*Task directions:*
From the first line to the last, print the records exactly, leaving out the pictures.

*Data provided:*
........
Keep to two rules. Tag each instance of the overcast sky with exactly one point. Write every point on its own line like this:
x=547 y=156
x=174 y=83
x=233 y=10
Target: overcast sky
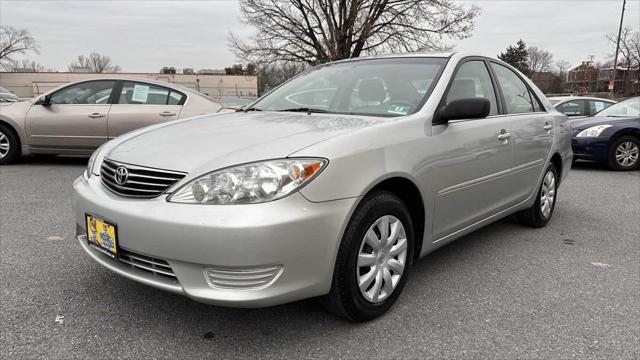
........
*Completed task:*
Keep to two rules. Tag each instance of the overcast sky with exactly one point. Write every point on its own line like this:
x=547 y=156
x=174 y=83
x=233 y=10
Target: overcast sky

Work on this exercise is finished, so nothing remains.